**** Provided material ****

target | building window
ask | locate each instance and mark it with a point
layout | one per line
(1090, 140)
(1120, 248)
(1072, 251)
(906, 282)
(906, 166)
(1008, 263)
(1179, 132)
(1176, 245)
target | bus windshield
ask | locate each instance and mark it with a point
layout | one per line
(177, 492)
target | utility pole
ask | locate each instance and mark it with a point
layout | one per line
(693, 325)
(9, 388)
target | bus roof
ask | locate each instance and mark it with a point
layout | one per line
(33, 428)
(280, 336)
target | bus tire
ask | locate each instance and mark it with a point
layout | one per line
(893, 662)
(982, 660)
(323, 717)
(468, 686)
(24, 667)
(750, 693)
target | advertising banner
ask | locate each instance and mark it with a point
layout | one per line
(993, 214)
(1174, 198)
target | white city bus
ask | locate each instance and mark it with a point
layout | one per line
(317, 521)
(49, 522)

****

Exercise directions: Rewrite all of the data above, putting "tag it with a dot" wherever "mark it with a point" appears and keeping everything else the same.

Result of the exercise:
target | building window
ask | locate each instance and tag it with a dot
layout | one per line
(1090, 140)
(1120, 248)
(1072, 251)
(906, 282)
(906, 166)
(1008, 263)
(1179, 132)
(1176, 245)
target | bus windshield
ask | locate each instance and tag it with a dot
layout | one per line
(177, 492)
target | utility pole
ask | locate each instance and tag it with a dot
layout | one per line
(693, 325)
(9, 388)
target | bus roof
ask | locate each instance and tag it with a dot
layout | one per line
(33, 428)
(280, 336)
target | bus tire
ask | locate each instance and tag it with a dot
layout | one per line
(893, 662)
(982, 660)
(323, 717)
(468, 686)
(24, 667)
(750, 693)
target | advertising banner
ask | locate each instance and tag it with a dot
layout | one per line
(993, 214)
(1174, 198)
target | white city bus
ask | locate each instance and tag it with a dot
layout | one per line
(317, 521)
(49, 522)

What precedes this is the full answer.